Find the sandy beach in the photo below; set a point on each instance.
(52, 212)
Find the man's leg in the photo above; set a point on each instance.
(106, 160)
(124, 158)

__________________________________________________

### YOUR TASK
Rewrite the entries above with every "instance" replaced by "occurrence", keeping everything else unchanged.

### RESPONSE TO THE TASK
Find the sandy beach in the photo below; set a point on each occurrence.
(52, 212)
Find the man's leg in the photo above; set a point on each occurrence.
(106, 160)
(124, 158)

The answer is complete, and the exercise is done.